§ TASK DETAILS
Your output should be the line with "Target: half-timbered building" followed by every remaining line of the entries, reproduced exactly.

◆ ◆ ◆ ◆ ◆

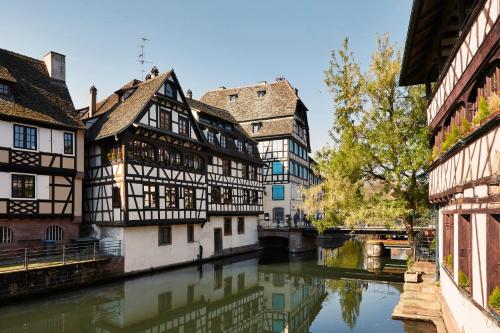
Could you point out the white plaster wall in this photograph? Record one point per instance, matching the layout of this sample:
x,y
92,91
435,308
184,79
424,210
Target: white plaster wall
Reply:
x,y
141,249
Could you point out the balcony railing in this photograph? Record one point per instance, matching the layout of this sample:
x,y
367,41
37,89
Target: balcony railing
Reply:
x,y
54,255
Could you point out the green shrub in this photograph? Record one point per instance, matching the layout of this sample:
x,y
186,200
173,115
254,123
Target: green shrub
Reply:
x,y
482,111
463,280
494,300
465,127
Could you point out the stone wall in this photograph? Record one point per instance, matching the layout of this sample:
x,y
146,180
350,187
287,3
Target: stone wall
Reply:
x,y
44,280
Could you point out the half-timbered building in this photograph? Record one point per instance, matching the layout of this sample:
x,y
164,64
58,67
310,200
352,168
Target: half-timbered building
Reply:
x,y
274,116
41,152
453,48
234,181
146,177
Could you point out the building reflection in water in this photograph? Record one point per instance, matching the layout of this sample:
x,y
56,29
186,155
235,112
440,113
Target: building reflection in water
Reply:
x,y
214,297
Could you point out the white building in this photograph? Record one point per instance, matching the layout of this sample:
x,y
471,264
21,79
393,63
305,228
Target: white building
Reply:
x,y
455,46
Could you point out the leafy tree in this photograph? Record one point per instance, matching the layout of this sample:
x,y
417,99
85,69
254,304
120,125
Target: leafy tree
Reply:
x,y
374,171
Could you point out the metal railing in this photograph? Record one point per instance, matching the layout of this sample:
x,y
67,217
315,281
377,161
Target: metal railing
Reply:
x,y
53,255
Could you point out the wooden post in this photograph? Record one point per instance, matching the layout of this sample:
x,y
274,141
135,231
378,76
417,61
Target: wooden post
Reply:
x,y
25,258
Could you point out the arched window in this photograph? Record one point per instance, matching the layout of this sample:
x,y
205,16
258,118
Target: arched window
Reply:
x,y
54,233
141,151
5,235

◆ ◆ ◆ ◆ ◆

§ FINISHED EXERCISE
Target: half-timbered building
Reply:
x,y
274,116
41,152
453,48
234,181
146,177
Could you point out the building reflection in water in this photograph? Record one point per instance, matching the layout of this sample:
x,y
56,29
186,155
235,112
440,113
Target: building reflection in water
Reply:
x,y
214,297
Could you point out the white building in this photograph? Record one point per instance, matching the layout of this sample:
x,y
471,264
21,79
393,63
305,228
Target: white building
Reply:
x,y
455,46
Could you point out the leafy tree in this photograph? Record one point per instance, matching the layout of this sample:
x,y
417,99
85,69
254,304
120,125
Target: leafy tree
Reply:
x,y
374,171
Could you point out the metal railing in this photograph? Record one point per instance, matching the layout of this sample:
x,y
67,217
315,281
377,161
Target: metal railing
Reply:
x,y
53,255
Could you point out the wooden post in this photograph? Record one point per instance, matching the layout of this sample:
x,y
274,141
135,231
378,76
417,61
Target: wooden post
Reply:
x,y
25,258
Could you point out the arched window in this photograph? Record one point per instance, matching the layout of this sample:
x,y
205,16
258,118
Target: arched window
Reply:
x,y
54,233
141,151
5,235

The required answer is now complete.